_REQUIREMENTS_
• 1. In the passage on solar houses, which company published Your Solar House with Simon and Schuster?
• 2. Duplicate the portion of the passage on solar houses between "solar-house enthusiasts love" and "space in between.", inclusive.
• 3. Render this sentence from the passage on solar houses in Spanish: "For instance, the Florida home had a glassed-in garden and a solar hot water heater."

_PROVIDED TEXT_
#####

Then, in 1947, Libbey-Owens-Ford Glass Company published a book with Simon and Schuster called Your Solar House, in which forty-nine architects designed homes appropriate for the forty-eight existing states plus the District of Columbia. In this, they were following the long traditions of vernacular architecture, building homes that suited prevailing weather conditions.7 For instance, the Florida home had a glassed-in garden and a solar hot water heater. A two-story home was built largely from stone and tried to fit into the august “traditions of Delaware architecture.” The Arkansas home was designed “using native materials” in a style “reminiscent of early American architecture”; it looks remarkably like any old subdivision home you might find, a nod to the architect’s belief that “although startling scientific discoveries will have terrific impact on our way of living, it will take more energy than the split atom generates to change people’s tastes and desires.”8

To many, the solar home seemed the perfect match between the traditions of old and the science of the new age. New York Times critic Mary Roche wrote in 1945 that

solar-house enthusiasts love to quote passages from Socrates and Xenophon and to cite building practices adopted by the Swiss 300 years ago and by the Chinese centuries before that, all by way of proving that solar heating is not a new-fangled idea. What has given it the aura of a machine-age miracle is the recent development of thermopane—the double plate glass pane with a metal-sealed dehydrated air space in between.

#####

_RECORDED INFORMATION_

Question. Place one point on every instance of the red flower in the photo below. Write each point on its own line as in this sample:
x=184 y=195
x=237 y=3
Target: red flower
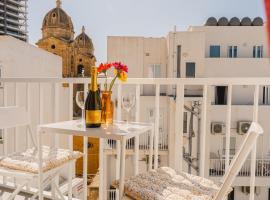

#####

_TASK RESULTS_
• 1. Libbey-Owens-Ford Glass Company

• 2.
solar-house enthusiasts love to quote passages from Socrates and Xenophon and to cite building practices adopted by the Swiss 300 years ago and by the Chinese centuries before that, all by way of proving that solar heating is not a new-fangled idea. What has given it the aura of a machine-age miracle is the recent development of thermopane—the double plate glass pane with a metal-sealed dehydrated air space in between.

• 3. Por ejemplo, la casa de Florida tenía un jardín acristalado y un calentador de agua solar.